┌─ Dataset entries
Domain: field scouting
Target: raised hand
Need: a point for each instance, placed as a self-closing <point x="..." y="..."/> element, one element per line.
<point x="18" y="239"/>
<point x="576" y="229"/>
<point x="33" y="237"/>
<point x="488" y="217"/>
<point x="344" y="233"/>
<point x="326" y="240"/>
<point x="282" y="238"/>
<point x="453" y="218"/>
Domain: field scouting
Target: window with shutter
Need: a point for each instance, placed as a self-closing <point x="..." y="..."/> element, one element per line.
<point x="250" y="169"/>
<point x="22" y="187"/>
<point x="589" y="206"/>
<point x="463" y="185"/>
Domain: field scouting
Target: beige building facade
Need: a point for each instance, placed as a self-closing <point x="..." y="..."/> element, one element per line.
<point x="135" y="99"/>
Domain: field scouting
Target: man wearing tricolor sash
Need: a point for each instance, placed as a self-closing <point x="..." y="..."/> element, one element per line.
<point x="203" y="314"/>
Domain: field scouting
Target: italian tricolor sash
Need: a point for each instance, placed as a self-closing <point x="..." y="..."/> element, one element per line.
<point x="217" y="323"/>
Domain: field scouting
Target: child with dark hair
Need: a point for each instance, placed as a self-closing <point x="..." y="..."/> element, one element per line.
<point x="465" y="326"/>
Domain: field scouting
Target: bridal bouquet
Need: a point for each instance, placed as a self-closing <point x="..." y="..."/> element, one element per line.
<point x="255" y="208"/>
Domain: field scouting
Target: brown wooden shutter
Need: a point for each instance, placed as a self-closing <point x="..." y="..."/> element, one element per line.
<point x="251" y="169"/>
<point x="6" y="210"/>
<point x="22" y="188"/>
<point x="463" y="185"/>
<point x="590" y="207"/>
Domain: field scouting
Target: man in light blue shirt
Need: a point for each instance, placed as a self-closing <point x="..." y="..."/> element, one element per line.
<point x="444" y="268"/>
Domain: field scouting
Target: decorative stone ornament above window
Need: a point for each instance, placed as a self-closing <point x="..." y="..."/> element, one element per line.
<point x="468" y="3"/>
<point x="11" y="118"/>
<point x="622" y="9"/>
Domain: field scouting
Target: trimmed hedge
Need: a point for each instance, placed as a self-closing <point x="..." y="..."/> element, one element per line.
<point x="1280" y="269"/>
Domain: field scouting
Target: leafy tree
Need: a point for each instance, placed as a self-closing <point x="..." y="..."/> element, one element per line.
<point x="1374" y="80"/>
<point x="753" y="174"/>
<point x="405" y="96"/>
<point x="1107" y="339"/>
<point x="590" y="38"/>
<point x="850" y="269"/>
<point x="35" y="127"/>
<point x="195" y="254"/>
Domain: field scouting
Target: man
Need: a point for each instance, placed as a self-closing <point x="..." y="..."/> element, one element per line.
└─
The problem:
Using the listing above, please repeat every entry exactly.

Task solution:
Domain: field scouting
Target: raised hand
Need: a point for each instance, placed as a self-closing <point x="..." y="..."/> element, one element per line.
<point x="18" y="239"/>
<point x="576" y="229"/>
<point x="33" y="237"/>
<point x="488" y="217"/>
<point x="344" y="233"/>
<point x="326" y="240"/>
<point x="282" y="238"/>
<point x="453" y="218"/>
Domain: field scouting
Target: window with shutter
Need: a point for each instance, placed as a self-closing <point x="..." y="..."/> element, one element per line.
<point x="250" y="169"/>
<point x="22" y="187"/>
<point x="589" y="206"/>
<point x="463" y="185"/>
Domain: field scouting
Target: beige building facade
Need: a point for each instance, placed as a self-closing <point x="..." y="..."/> element, one element per line.
<point x="135" y="99"/>
Domain: field scouting
Target: man wearing tricolor sash
Need: a point for each instance, placed as a self-closing <point x="..." y="..."/> element, one element per line.
<point x="203" y="314"/>
Domain: field scouting
Target: italian tricolor sash
Need: a point for each instance, placed as a self-closing <point x="..." y="..."/> element, one element per line.
<point x="217" y="323"/>
Domain: field scouting
Target: child with dark hair
Need: a point for each instance, placed as a self-closing <point x="..." y="..."/> element, one element per line.
<point x="465" y="326"/>
Domain: field scouting
Target: bridal bouquet
Need: a point for each instance, placed as a self-closing <point x="..." y="..."/> element, one element per line.
<point x="255" y="208"/>
Domain: field scouting
Target: brown wooden shutter
Need: a point for each instance, placed as a self-closing <point x="..." y="..."/> element, one element per line.
<point x="251" y="169"/>
<point x="6" y="210"/>
<point x="22" y="188"/>
<point x="463" y="185"/>
<point x="590" y="207"/>
Domain: field scouting
Target: man in light blue shirt
Need: a point for each instance, placed as a self-closing <point x="..." y="..."/> element, one element per line.
<point x="444" y="268"/>
Domain: field scouting
Target: decorative stone ornament above window
Need: a point for each instance, placed as a self-closing <point x="..." y="..."/> element, one element per line.
<point x="468" y="3"/>
<point x="11" y="118"/>
<point x="622" y="9"/>
Domain: field scouting
Target: trimmed hedge
Need: a point for each instance, placed as a self-closing <point x="..." y="..."/> element, one element per line.
<point x="1280" y="269"/>
Domain: field scouting
Target: leafy tree
Need: a point for each instance, placed as a self-closing <point x="..." y="..."/> element, one element per line.
<point x="1374" y="80"/>
<point x="753" y="174"/>
<point x="405" y="96"/>
<point x="1107" y="339"/>
<point x="590" y="38"/>
<point x="850" y="269"/>
<point x="35" y="127"/>
<point x="195" y="254"/>
Domain: field scouting
Target: man
Need: a point for each instance, placed as a self-closing <point x="..." y="..."/> element, one element per line.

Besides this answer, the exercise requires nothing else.